§ DATASET RECORDS:

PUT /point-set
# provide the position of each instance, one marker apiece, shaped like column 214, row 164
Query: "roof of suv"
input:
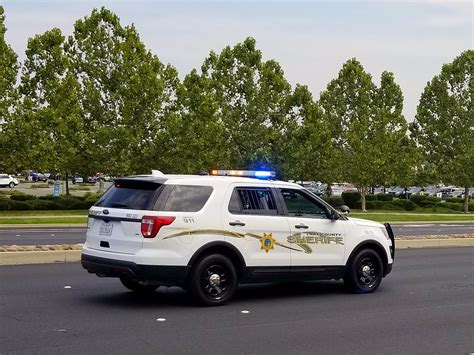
column 205, row 179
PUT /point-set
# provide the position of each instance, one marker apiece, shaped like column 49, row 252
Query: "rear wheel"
column 213, row 280
column 365, row 272
column 139, row 286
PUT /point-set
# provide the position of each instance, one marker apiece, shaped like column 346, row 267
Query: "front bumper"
column 164, row 274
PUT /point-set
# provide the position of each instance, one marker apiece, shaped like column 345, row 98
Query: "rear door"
column 115, row 220
column 318, row 239
column 255, row 224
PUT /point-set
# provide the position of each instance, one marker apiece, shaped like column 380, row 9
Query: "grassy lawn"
column 43, row 220
column 79, row 217
column 43, row 213
column 388, row 216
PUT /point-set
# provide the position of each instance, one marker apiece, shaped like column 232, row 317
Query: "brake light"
column 151, row 225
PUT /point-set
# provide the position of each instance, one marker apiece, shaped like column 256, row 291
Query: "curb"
column 62, row 256
column 39, row 257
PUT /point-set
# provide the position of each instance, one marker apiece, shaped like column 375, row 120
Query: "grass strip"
column 402, row 217
column 43, row 220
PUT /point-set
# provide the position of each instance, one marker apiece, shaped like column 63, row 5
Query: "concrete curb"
column 39, row 257
column 61, row 256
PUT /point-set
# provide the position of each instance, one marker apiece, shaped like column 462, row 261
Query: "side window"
column 300, row 204
column 250, row 200
column 187, row 198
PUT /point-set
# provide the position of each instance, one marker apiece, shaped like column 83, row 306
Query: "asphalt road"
column 41, row 236
column 426, row 306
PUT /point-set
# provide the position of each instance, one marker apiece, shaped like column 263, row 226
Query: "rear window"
column 183, row 198
column 130, row 194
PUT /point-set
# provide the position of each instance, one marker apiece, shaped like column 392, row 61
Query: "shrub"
column 334, row 201
column 384, row 197
column 418, row 198
column 351, row 198
column 455, row 199
column 453, row 206
column 407, row 205
column 43, row 205
column 22, row 197
column 390, row 205
column 12, row 205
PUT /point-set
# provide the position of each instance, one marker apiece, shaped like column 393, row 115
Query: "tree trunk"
column 466, row 199
column 67, row 185
column 363, row 192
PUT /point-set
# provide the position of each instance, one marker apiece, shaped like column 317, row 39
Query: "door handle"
column 237, row 223
column 301, row 226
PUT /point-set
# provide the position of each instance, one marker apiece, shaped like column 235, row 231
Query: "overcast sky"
column 310, row 39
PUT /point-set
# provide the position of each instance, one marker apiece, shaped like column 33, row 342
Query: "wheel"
column 143, row 287
column 213, row 280
column 365, row 272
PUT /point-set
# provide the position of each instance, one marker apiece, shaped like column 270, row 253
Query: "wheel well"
column 222, row 248
column 375, row 246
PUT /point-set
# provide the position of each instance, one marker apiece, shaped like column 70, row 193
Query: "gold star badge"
column 267, row 242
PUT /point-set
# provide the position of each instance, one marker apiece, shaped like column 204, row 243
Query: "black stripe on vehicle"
column 110, row 218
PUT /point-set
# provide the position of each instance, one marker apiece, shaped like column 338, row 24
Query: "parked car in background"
column 37, row 177
column 77, row 179
column 8, row 181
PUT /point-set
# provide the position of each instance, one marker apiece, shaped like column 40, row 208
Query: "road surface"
column 425, row 306
column 41, row 236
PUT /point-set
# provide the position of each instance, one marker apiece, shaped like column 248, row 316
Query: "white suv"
column 211, row 233
column 8, row 180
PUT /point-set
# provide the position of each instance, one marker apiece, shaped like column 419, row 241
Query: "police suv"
column 211, row 233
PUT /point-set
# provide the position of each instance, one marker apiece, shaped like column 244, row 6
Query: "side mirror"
column 345, row 209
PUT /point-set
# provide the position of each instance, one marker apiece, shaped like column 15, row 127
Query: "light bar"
column 259, row 174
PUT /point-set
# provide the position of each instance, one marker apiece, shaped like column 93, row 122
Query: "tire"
column 365, row 272
column 142, row 287
column 213, row 280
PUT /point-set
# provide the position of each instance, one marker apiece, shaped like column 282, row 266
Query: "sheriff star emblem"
column 267, row 242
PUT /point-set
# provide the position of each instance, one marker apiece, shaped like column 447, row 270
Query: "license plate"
column 106, row 229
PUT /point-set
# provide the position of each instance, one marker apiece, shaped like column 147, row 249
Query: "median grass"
column 80, row 217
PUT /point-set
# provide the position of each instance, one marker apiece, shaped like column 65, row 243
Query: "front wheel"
column 213, row 280
column 364, row 273
column 137, row 286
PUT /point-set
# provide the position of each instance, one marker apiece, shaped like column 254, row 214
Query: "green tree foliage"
column 243, row 101
column 48, row 118
column 367, row 127
column 126, row 94
column 8, row 75
column 444, row 123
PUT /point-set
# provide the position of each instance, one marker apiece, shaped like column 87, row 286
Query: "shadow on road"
column 176, row 296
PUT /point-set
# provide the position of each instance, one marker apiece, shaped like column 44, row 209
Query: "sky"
column 310, row 39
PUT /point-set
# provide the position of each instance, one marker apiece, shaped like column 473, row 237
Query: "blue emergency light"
column 259, row 174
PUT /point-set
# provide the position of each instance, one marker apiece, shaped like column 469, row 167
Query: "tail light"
column 151, row 225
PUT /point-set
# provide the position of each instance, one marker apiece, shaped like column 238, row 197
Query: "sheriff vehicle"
column 211, row 233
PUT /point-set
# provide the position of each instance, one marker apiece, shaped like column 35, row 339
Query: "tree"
column 8, row 92
column 127, row 95
column 368, row 130
column 444, row 123
column 246, row 107
column 48, row 118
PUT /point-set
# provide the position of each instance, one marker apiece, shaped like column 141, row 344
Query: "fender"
column 220, row 246
column 370, row 243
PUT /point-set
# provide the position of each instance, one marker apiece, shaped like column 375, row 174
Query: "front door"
column 256, row 225
column 318, row 240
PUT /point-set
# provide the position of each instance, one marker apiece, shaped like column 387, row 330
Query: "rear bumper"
column 163, row 274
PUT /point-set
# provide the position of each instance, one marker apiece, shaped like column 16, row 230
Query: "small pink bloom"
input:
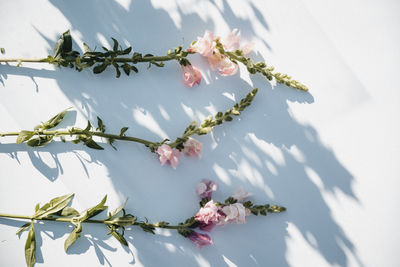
column 247, row 47
column 191, row 75
column 232, row 41
column 168, row 155
column 192, row 148
column 240, row 194
column 205, row 188
column 204, row 45
column 207, row 227
column 235, row 213
column 200, row 240
column 208, row 213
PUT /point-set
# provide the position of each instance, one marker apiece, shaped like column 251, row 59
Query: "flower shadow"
column 267, row 150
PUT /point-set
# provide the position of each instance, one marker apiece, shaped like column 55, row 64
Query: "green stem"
column 85, row 60
column 69, row 220
column 93, row 133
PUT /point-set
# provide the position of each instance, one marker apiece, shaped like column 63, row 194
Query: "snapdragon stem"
column 85, row 60
column 69, row 220
column 79, row 132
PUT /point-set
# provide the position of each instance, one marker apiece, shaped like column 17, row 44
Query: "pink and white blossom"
column 208, row 213
column 205, row 188
column 235, row 213
column 200, row 240
column 231, row 42
column 240, row 194
column 192, row 148
column 226, row 67
column 204, row 45
column 168, row 155
column 191, row 75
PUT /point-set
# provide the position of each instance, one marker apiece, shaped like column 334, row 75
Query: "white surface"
column 331, row 156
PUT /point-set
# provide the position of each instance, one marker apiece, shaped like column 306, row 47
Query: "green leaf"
column 123, row 130
column 64, row 44
column 88, row 127
column 115, row 47
column 134, row 69
column 126, row 68
column 86, row 48
column 24, row 136
column 53, row 122
column 100, row 125
column 23, row 228
column 117, row 210
column 117, row 235
column 75, row 234
column 69, row 211
column 94, row 211
column 116, row 66
column 124, row 220
column 127, row 50
column 40, row 141
column 228, row 118
column 30, row 247
column 111, row 142
column 100, row 68
column 53, row 206
column 89, row 142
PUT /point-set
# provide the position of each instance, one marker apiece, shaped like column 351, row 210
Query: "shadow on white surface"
column 266, row 151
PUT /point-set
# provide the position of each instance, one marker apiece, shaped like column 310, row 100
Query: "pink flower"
column 232, row 41
column 205, row 45
column 235, row 213
column 208, row 213
column 191, row 75
column 226, row 67
column 168, row 155
column 240, row 194
column 192, row 148
column 200, row 240
column 207, row 227
column 247, row 47
column 205, row 188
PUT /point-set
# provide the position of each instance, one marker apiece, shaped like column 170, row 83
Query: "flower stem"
column 70, row 220
column 79, row 132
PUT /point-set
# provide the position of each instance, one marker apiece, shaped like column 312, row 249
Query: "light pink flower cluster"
column 191, row 75
column 211, row 214
column 206, row 46
column 167, row 155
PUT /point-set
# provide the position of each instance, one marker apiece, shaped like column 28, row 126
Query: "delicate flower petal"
column 191, row 75
column 235, row 213
column 192, row 148
column 240, row 194
column 200, row 240
column 204, row 45
column 206, row 187
column 168, row 155
column 247, row 47
column 208, row 213
column 227, row 67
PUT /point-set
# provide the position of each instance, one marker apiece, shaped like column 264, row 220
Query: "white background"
column 330, row 156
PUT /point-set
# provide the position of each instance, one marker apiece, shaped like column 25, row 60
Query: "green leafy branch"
column 117, row 57
column 42, row 134
column 57, row 210
column 260, row 67
column 122, row 59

§ BRIEF: Render the listing from its first line through the line containing "column 139, row 286", inclusive, as a numbered list without blank lines, and leave the pictures out.

§ OUTPUT BELOW:
1. PUT /point-set
2. # provide the position of each instance, one marker apiece, shaped like column 214, row 164
3. Query: "roof of suv"
4. input:
5. column 205, row 179
6. PUT /point-set
7. # provide the position of each instance, one marker apiece, shaped like column 49, row 252
8. Query: "rear wheel"
9. column 213, row 280
10. column 365, row 272
11. column 139, row 286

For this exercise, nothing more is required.